Liza, who has twice traveled to Africa to work with HIV-positive orphans, completed two co-ops that reflect her family’s commitment to young people: fundraising and working with underprivileged children in 2011 at the Red Sox Foundation, the baseball team’s philanthropic arm; and serving as a product communications intern in 2012 with Daktari Diagnostics, a Cambridge, Mass., company that produces medical products for developing nations.
The apple doesn’t fall far from the tree. Liza’s older sister, Tobey, teaches autistic children in New York. Her mother is an accomplished author of children’s historical fiction. And her father, Chris, counts numerous schools and colleges among his clients at Fred C. Church Insurance, where he serves as executive vice president.

▸ **Problem set**:
a. In the passage about Liza, what company did her 2012 product communications internship take place at?
b. Continue the passage about Liza and her family, picking up after its final sentence.
The data that comes next is separate material and has no connection to the passage about Liza.

▸ **Information**:
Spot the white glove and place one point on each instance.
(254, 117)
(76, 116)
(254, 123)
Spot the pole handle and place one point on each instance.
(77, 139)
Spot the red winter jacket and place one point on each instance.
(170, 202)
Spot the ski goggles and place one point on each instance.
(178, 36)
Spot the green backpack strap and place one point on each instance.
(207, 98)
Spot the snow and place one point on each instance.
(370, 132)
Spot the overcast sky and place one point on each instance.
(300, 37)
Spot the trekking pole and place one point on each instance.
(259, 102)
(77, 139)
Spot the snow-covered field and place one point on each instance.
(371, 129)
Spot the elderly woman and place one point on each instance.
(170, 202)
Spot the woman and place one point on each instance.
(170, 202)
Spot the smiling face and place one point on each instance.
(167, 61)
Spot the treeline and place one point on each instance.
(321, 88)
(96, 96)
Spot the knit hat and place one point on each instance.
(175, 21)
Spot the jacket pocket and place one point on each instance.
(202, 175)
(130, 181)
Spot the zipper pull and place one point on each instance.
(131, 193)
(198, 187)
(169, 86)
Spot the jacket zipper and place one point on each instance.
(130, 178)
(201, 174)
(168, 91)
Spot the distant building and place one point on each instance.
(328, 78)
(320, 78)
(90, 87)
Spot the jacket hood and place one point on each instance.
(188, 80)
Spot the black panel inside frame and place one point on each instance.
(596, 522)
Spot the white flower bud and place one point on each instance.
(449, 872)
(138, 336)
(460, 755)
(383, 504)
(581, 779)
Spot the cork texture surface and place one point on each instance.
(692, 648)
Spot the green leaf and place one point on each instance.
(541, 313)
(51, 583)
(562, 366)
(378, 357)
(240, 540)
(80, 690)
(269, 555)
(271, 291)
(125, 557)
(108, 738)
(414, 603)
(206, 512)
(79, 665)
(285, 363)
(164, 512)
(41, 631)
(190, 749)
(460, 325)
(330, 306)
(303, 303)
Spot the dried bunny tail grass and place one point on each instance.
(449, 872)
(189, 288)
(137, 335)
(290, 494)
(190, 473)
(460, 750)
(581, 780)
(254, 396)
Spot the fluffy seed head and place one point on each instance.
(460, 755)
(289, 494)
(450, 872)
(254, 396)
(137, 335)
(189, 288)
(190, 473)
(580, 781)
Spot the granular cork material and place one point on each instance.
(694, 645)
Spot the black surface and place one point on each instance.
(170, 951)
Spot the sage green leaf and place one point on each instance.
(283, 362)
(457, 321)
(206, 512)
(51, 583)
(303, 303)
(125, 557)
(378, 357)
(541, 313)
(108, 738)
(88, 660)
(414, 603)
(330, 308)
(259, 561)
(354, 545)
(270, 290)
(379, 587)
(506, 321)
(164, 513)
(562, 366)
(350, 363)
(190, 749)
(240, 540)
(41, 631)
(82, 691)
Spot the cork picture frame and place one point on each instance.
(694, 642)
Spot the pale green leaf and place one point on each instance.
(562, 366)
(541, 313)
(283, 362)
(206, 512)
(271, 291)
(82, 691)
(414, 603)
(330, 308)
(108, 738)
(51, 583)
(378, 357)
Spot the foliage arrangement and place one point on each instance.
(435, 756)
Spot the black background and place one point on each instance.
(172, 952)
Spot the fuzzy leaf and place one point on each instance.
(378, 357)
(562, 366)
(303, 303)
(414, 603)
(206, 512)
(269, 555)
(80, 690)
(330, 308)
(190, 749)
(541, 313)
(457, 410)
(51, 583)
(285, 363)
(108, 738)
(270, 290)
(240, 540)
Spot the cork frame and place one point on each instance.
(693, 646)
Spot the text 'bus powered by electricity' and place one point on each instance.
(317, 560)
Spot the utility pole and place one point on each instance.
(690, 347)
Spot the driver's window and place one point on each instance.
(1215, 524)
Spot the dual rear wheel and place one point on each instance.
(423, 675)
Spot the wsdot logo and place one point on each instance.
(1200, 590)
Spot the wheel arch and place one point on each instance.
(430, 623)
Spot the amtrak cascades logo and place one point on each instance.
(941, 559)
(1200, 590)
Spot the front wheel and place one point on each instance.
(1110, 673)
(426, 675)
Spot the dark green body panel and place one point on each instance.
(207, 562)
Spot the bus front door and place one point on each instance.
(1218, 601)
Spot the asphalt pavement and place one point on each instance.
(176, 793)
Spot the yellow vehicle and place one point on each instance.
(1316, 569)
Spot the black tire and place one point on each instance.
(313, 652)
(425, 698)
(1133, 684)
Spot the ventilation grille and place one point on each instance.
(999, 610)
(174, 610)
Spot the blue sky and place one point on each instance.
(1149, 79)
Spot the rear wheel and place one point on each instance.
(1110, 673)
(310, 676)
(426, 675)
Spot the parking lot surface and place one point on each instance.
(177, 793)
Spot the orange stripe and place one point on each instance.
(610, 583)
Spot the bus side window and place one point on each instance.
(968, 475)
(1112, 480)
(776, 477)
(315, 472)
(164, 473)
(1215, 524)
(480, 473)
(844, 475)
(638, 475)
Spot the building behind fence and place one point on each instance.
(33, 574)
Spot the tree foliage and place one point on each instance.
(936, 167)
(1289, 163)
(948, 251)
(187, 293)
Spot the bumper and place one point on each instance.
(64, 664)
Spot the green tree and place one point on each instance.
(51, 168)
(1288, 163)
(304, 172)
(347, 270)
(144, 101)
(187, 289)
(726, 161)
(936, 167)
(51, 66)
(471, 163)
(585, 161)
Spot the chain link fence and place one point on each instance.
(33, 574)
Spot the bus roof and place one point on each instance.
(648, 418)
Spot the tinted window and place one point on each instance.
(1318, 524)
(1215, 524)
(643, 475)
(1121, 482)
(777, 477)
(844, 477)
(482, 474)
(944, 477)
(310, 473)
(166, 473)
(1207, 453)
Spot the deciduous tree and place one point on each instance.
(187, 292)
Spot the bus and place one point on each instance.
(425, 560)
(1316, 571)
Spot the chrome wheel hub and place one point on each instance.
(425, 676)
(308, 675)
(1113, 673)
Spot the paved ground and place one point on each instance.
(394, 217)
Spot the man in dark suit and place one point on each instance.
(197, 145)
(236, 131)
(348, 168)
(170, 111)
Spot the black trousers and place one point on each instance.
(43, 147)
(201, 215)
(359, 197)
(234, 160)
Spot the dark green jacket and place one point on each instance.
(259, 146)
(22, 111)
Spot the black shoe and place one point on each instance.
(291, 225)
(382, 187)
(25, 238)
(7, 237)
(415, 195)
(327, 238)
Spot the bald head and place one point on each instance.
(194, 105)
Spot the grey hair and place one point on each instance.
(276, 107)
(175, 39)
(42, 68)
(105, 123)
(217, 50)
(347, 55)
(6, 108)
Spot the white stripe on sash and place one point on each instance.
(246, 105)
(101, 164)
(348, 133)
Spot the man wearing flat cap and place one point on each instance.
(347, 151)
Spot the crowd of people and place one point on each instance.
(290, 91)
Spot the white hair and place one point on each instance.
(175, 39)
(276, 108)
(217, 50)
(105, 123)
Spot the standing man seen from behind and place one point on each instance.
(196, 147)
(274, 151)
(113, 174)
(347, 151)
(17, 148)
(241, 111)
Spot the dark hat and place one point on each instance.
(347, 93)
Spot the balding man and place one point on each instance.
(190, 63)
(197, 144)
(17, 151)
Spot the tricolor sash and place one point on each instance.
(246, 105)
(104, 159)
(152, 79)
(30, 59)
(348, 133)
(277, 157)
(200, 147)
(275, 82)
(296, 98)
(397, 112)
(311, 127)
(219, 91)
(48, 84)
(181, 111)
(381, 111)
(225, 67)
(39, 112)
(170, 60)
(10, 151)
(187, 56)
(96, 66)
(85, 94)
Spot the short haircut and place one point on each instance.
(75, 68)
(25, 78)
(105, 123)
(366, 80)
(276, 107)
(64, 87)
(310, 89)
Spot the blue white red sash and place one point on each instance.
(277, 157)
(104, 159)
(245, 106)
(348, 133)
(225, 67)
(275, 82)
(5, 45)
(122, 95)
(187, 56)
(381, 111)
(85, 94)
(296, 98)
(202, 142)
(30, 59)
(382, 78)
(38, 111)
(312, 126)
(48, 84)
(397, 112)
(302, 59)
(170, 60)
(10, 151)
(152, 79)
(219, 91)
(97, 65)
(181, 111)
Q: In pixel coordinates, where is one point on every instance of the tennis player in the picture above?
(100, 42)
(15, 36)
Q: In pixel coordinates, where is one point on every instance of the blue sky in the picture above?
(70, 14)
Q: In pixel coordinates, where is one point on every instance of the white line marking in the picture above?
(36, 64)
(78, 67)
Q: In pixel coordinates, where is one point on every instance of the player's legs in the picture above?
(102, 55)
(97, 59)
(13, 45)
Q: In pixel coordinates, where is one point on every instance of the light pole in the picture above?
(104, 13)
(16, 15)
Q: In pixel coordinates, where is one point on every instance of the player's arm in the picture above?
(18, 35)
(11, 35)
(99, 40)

▸ **Answers to the problems**:
a. Daktari Diagnostics, a Cambridge, Mass., company that produces medical products for developing nations.

b.
Liza also plays on the women’s club hockey team, which has reigned as national champion in two of the last three years. The Dubles, who live in Boxford, Mass., helped fund that team’s trip to the nationals, and they donate generously to the Parent Fund.
Chris serves on the Parent Leadership Council, helping to strengthen the university’s parent community. “We want others to have as positive an experience as we’ve had,” he says.
“It’s important to support the Northeastern educational model; it’s so unique,” says Kathleen, who said in an interview with publisher Simon & Schuster that she lives by the maxim, “We make a living by what we do. But we make a life by what we give.”